_Texte retenu:_
· · · · ·

Mais quand ses ministres l’affirment haut et fort, comme le ministre des Finances Sajid Javid, et demandent tout simplement aux entreprises de « s’adapter », ce discours sème la panique dans les milieux économiques. Car faute d'accord commercial, les relations économiques entre Bruxelles et Londres seraient régies par les règles de l'Organisation mondiale du commerce (OMC) avec le retour des droits de douane, très élevés pour certains produits. Résultat, le gouvernement est obligé de tempérer en assurant qu’« il n’est pas question de diverger pour diverger ».
Les experts estiment pour leur part que ce qui risque d’arriver si Boris Johnson persiste à tout conclure d’ici le 31 décembre 2020, c’est que le Royaume-Uni obtienne un accord de libre-échange limité qui garantirait l’absence de droits de douane et de quotas, mais en échange du respect de règles du jeu concurrentielles équitables pour un ensemble de produits ainsi qu’une feuille de route pour de plus amples négociations futures. Il faudra aussi trouver des compromis sur la pêche, la sécurité, le marché de l’énergie – les importations d’électricité et de gaz représentent près de 40 % de la consommation énergétique du pays et peut-être aussi les services financiers.
Un accord « magnifique » avec les États-Unis ?
Parallèlement, le Royaume-Uni veut négocier ses propres traités de libre-échange avec d’autres pays, comme l’Australie, la Nouvelle-Zélande, le Japon, mais aussi et surtout avec les États-Unis. Et qu’importe que l’allié privilégié de Londres compte pour moins de 12 % du commerce extérieur britannique, le conservateur Boris Johnson veut profiter de ses bonnes relations avec Donald Trump qui fait miroiter un accord commercial « magnifique » à Londres.

· · · · ·

_Données de l'exercice:_
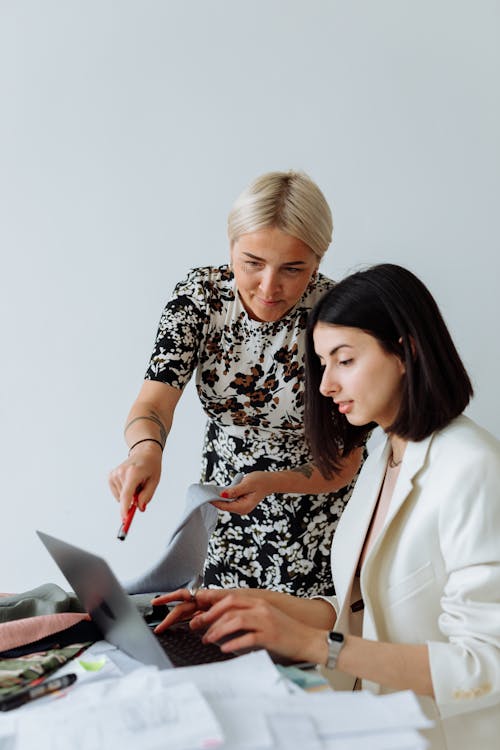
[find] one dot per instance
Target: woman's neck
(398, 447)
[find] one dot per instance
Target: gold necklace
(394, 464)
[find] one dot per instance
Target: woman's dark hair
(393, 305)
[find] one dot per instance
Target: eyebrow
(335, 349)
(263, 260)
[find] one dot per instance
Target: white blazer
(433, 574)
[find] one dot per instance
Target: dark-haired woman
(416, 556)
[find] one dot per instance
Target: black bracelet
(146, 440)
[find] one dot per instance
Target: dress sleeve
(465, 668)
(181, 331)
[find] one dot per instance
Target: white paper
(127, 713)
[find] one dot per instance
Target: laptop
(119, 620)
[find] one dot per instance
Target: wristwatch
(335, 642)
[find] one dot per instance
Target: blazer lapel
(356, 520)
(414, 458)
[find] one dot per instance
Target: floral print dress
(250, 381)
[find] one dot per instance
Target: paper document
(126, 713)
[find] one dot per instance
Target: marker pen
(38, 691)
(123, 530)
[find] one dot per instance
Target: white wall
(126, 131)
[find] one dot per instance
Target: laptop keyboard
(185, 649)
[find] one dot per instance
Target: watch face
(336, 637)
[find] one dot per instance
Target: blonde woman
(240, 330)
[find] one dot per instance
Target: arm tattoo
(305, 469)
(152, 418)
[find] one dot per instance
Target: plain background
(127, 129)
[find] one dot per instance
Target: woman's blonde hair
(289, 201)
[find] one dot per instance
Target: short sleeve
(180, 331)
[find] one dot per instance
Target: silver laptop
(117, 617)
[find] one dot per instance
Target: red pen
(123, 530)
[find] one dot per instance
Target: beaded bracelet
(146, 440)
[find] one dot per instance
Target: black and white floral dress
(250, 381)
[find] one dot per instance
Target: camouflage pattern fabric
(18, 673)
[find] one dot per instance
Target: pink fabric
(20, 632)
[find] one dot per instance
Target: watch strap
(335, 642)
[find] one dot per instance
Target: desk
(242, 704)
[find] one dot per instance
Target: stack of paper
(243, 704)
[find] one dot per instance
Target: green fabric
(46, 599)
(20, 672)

· · · · ·

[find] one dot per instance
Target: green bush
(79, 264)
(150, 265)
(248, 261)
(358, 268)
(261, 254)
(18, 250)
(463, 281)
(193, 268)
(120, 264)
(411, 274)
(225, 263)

· · · · ·

_Travail demandé:_
a. Dans l'extrait sur les relations commerciales du Royaume-Uni, répondez brièvement :
(i) Faute d'accord commercial, quelles règles régiraient les relations économiques entre Bruxelles et Londres ?
(ii) Quelle part de la consommation énergétique du pays représentent les importations d'électricité et de gaz ?
(iii) Pour quelle part du commerce extérieur britannique comptent les États-Unis ?
b. Poursuivez l'extrait sur les relations commerciales du Royaume-Uni à la suite de sa dernière phrase.
Ce matériel provient d'une source distincte du texte.

_Réponses attendues:_
a.
(i) Les règles de l'Organisation mondiale du commerce (OMC).
(ii) Près de 40 %.
(iii) Moins de 12 %.

b.
Les discussions ne s’annoncent pourtant pas si simples, car le Royaume-Uni vient de braver les menaces et pressions de Washington pour autoriser une participation limitée du géant chinois des équipements télécoms Huawei à la construction de son futur réseau de 5e génération mobile, la 5G. Certes, Huawei ne sera pas impliqué dans le coeur du réseau, mais dans des infrastructures moins sensibles, avec une part de marché limitée à 35 %. Mais les États-Unis menaient une intense campagne depuis des mois pour l’en dissuader, accusant Huawei d’espionnage pour le compte du gouvernement chinois. Donald Trump avait laissé entendre que si Londres n’excluait pas le groupe chinois, Washington devrait revoir les conditions dans lesquelles il échange des renseignements avec son allié britannique en matière de sécurité.
Outre ce premier couac, le Royaume-Uni a aussi décidé de maintenir sa taxe sur le numérique susceptible de pénaliser les géants américains du secteur Google, Amazon, Facebook, Apple, dits GAFA. Une taxe qu’il entend mettre en place en avril, malgré les menaces de représailles américaines commerciales, notamment par des droits de douane sur l’automobile.
Autre sujet sensible : pour pouvoir conclure un accord avec les États-Unis, Londres pourrait être obligé d’accepter d’importer des produits aux normes alimentaires bien inférieurs à celles de l’UE avec des risques pour la santé et l’environnement. Ceci dit, le gouvernement britannique assure que ce ne sera jamais le cas. La ministre de l’Environnement Theresa Villiers a promis début janvier sous la pression des agriculteurs britanniques que le « poulet au chlore » ou le « bœuf aux hormones » ne ferait pas partie d’un accord avec les États-Unis et que les barrières à l’importation pour ces produits resteraient en place.